For each entry, repeat the text exactly and omit any picture it holds.

(Saved data entries)
- Opening Delimiter -

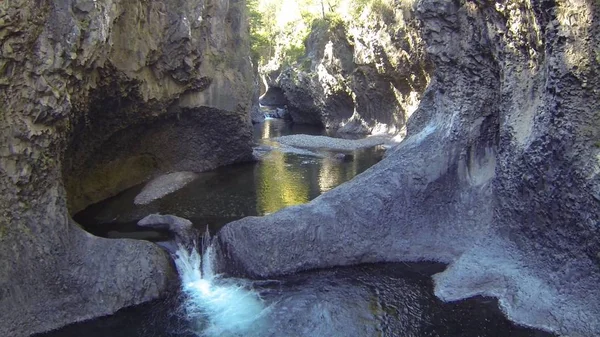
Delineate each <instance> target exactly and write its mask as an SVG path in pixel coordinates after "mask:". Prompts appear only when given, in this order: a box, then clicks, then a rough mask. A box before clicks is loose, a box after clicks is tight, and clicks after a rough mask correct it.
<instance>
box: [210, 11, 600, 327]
mask: <svg viewBox="0 0 600 337" xmlns="http://www.w3.org/2000/svg"><path fill="white" fill-rule="evenodd" d="M414 6H415V7H414V8H415V13H416V14H417V19H418V21H417V22H418V23H419V26H420V27H422V28H421V30H420V31H418V33H419V34H420V36H421V37H422V38H423V40H424V41H425V43H426V50H427V53H428V54H429V56H428V57H430V58H431V59H432V61H433V62H434V65H435V71H434V73H433V76H432V78H431V82H430V83H429V85H428V87H427V89H426V90H425V92H424V94H423V96H422V99H421V102H420V105H419V108H418V109H417V111H416V112H415V113H414V114H413V115H412V116H411V118H410V119H409V121H408V125H407V128H408V136H407V138H406V139H405V140H404V141H403V142H402V143H401V144H400V145H399V146H398V147H396V148H395V149H394V150H392V151H391V152H390V154H389V155H388V156H387V158H385V159H384V160H383V161H382V162H380V163H379V164H377V165H376V166H374V167H372V168H371V169H369V170H368V171H366V172H365V173H363V174H362V175H360V176H358V177H356V178H355V179H354V180H352V181H351V182H348V183H346V184H344V185H342V186H340V187H338V188H336V189H334V190H332V191H330V192H328V193H326V194H324V195H322V196H321V197H319V198H317V199H315V200H314V201H313V202H311V203H309V204H307V205H303V206H297V207H290V208H287V209H284V210H282V211H280V212H278V213H275V214H271V215H269V216H265V217H261V218H257V217H254V218H245V219H242V220H239V221H236V222H233V223H230V224H228V225H227V226H225V227H224V228H223V229H222V230H221V232H220V234H219V236H218V242H217V243H218V245H219V246H220V247H221V252H222V254H223V255H222V257H221V261H220V262H221V268H222V270H227V271H229V272H231V273H234V274H238V275H249V276H255V277H269V276H272V275H276V274H287V273H293V272H297V271H299V270H305V269H311V268H326V267H331V266H335V265H348V264H356V263H365V262H378V261H419V260H433V261H441V262H446V263H449V264H450V266H449V268H448V269H447V270H446V271H445V272H443V273H441V274H438V275H437V276H436V277H435V283H436V294H437V295H438V296H439V297H440V298H442V299H444V300H457V299H461V298H466V297H469V296H473V295H477V294H484V295H491V296H496V297H498V298H499V299H500V305H501V307H502V309H503V310H504V312H505V313H506V314H507V315H508V317H509V318H511V319H513V320H515V321H516V322H519V323H521V324H525V325H530V326H535V327H540V328H544V329H548V330H551V331H554V332H558V333H560V334H563V335H569V336H595V335H600V321H599V320H598V319H597V318H598V317H600V287H598V284H600V227H598V224H599V223H600V205H599V200H598V191H599V190H600V175H599V172H600V166H599V163H598V156H599V155H600V147H599V146H598V139H600V110H598V97H599V96H598V95H599V90H600V89H599V88H600V73H599V72H598V69H600V58H599V57H598V55H600V50H599V49H598V46H599V45H600V40H599V38H600V23H599V21H598V20H597V18H598V15H599V12H600V8H599V7H600V5H599V4H598V2H593V1H565V0H560V1H544V0H542V1H508V2H504V3H502V4H500V3H482V2H461V3H459V2H455V1H446V0H421V1H418V2H416V3H415V4H414ZM288 98H289V97H288ZM256 247H263V249H260V250H257V249H256Z"/></svg>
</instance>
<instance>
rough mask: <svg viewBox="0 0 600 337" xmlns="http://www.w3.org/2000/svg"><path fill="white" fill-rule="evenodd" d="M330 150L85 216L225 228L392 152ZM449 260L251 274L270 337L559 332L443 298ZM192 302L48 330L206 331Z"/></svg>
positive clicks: (482, 302) (270, 158)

- Closing Delimiter -

**Answer to the problem:**
Delineate each <instance> target exactly and write its mask as an SVG path in pixel coordinates after "mask:". Prompts appear only when given, in this order: a box, then clicks, then a rough mask. A box before clicks is loose, a box after clicks is tight, and clicks after a rough mask correct it.
<instance>
box: [210, 11, 600, 327]
mask: <svg viewBox="0 0 600 337" xmlns="http://www.w3.org/2000/svg"><path fill="white" fill-rule="evenodd" d="M414 6H415V7H414V8H415V13H416V14H417V19H418V21H417V22H418V23H419V26H420V27H422V28H421V30H420V31H418V33H419V34H420V36H421V37H422V38H423V40H424V41H425V43H426V50H427V53H428V54H429V56H428V57H430V58H431V59H432V61H433V62H434V65H435V71H434V73H433V76H432V78H431V82H430V83H429V85H428V87H427V89H426V90H425V92H424V94H423V96H422V99H421V102H420V105H419V108H418V109H417V111H416V112H415V113H414V114H413V115H412V116H411V118H410V119H409V121H408V125H407V128H408V136H407V138H406V139H405V140H404V141H403V142H402V143H401V144H400V145H399V146H398V147H396V148H395V149H394V150H392V151H391V152H390V154H389V155H388V156H387V158H385V159H384V160H383V161H382V162H380V163H379V164H377V165H376V166H374V167H372V168H371V169H369V170H368V171H366V172H365V173H363V174H362V175H360V176H358V177H356V178H355V179H354V180H352V181H351V182H348V183H346V184H344V185H342V186H340V187H338V188H336V189H334V190H332V191H330V192H328V193H326V194H324V195H322V196H321V197H319V198H317V199H315V200H314V201H313V202H311V203H309V204H307V205H303V206H297V207H290V208H287V209H284V210H282V211H280V212H278V213H275V214H271V215H269V216H265V217H261V218H257V217H254V218H245V219H242V220H239V221H236V222H233V223H230V224H228V225H227V226H225V227H224V228H223V229H222V230H221V232H220V234H219V236H218V242H217V243H218V245H219V246H220V247H221V252H222V254H223V255H222V257H221V261H220V262H221V268H222V270H227V271H229V272H231V273H234V274H238V275H249V276H255V277H269V276H272V275H276V274H287V273H293V272H297V271H299V270H305V269H311V268H326V267H331V266H335V265H348V264H356V263H365V262H378V261H419V260H433V261H441V262H446V263H449V264H450V266H449V268H448V269H447V270H446V271H445V272H443V273H441V274H438V275H437V276H436V277H435V283H436V294H437V295H438V296H439V297H440V298H442V299H444V300H457V299H461V298H466V297H469V296H473V295H477V294H484V295H491V296H496V297H498V298H499V299H500V305H501V307H502V309H503V310H504V312H505V313H506V314H507V315H508V317H509V318H511V319H513V320H515V321H516V322H519V323H521V324H525V325H530V326H535V327H540V328H544V329H548V330H551V331H554V332H558V333H560V334H563V335H569V336H595V335H600V321H599V320H598V319H597V318H598V317H600V287H598V284H600V227H598V224H599V223H600V205H599V200H598V191H599V190H600V175H599V172H600V166H599V163H598V156H599V155H600V147H599V146H598V139H600V110H598V97H599V96H598V95H599V90H600V89H599V88H600V73H599V72H598V69H600V58H599V57H598V55H600V50H599V49H598V46H599V45H600V40H599V38H600V23H599V21H598V20H597V18H598V15H599V12H600V8H599V7H600V5H599V4H598V2H593V1H565V0H560V1H544V0H542V1H508V2H504V3H502V4H500V3H482V2H461V3H459V2H455V1H446V0H421V1H418V2H416V3H415V4H414ZM288 98H289V97H288ZM256 247H263V249H260V250H257V249H256Z"/></svg>
</instance>
<instance>
rough mask: <svg viewBox="0 0 600 337" xmlns="http://www.w3.org/2000/svg"><path fill="white" fill-rule="evenodd" d="M330 150L85 216L225 228L392 152ZM449 260L251 274L270 337L559 332L443 298ZM192 302L48 330L206 331Z"/></svg>
positive clicks: (482, 302) (270, 158)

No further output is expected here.